**TASK STATEMENT**
Which lines below include the string "hoof"? Please show each one.

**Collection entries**

☆ ☆ ☆ ☆ ☆ ☆ ☆

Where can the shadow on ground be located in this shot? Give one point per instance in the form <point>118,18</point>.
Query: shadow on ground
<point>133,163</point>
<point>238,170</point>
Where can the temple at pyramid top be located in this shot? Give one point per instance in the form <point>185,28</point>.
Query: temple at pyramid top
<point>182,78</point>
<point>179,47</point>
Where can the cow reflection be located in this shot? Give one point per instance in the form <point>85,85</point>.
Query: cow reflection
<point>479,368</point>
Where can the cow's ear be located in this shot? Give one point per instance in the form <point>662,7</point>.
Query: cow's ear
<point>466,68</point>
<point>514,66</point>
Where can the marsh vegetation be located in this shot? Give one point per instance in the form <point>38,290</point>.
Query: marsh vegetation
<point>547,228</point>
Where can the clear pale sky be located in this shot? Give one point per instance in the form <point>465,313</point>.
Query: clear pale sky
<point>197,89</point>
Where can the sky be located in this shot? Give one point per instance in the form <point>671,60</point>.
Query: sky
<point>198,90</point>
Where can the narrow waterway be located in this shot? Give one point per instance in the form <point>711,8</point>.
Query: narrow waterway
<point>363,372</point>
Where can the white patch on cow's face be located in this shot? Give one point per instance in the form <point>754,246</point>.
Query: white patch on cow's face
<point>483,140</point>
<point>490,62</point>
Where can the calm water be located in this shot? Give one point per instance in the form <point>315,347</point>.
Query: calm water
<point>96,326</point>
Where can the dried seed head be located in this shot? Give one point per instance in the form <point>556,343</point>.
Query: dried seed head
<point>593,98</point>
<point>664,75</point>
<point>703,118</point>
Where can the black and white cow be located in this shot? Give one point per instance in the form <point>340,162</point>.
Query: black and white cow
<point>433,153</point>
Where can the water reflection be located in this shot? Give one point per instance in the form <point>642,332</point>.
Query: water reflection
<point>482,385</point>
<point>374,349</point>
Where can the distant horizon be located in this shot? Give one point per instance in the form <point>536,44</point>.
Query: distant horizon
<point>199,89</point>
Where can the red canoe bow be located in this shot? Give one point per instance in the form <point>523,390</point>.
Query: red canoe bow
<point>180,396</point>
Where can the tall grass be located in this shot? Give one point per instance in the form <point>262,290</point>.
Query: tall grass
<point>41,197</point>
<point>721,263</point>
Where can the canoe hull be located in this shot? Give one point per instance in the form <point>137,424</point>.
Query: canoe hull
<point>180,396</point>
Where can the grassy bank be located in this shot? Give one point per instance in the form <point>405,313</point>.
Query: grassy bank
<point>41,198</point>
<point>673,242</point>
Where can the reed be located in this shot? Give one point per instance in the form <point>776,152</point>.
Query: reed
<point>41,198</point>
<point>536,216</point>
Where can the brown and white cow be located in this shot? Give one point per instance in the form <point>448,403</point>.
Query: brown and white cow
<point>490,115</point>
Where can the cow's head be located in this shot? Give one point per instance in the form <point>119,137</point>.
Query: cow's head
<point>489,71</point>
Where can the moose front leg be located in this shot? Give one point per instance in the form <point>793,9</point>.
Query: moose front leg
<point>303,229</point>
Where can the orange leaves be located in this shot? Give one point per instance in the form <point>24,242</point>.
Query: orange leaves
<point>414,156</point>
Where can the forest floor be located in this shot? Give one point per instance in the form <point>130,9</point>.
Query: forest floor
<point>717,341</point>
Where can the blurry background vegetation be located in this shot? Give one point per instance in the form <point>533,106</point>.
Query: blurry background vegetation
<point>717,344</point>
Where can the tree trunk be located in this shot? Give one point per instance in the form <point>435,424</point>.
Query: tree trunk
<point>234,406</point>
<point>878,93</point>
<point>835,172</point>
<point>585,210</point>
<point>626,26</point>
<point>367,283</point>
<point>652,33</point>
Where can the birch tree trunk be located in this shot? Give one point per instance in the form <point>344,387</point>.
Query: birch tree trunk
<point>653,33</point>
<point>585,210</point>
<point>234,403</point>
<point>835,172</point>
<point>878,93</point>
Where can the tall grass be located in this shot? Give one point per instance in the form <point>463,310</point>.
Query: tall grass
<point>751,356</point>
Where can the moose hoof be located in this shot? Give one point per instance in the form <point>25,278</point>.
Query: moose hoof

☆ ☆ ☆ ☆ ☆ ☆ ☆

**REPLY**
Where can the moose hoof be located in this shot? Give one point per instance in the form <point>25,278</point>.
Query: moose hoof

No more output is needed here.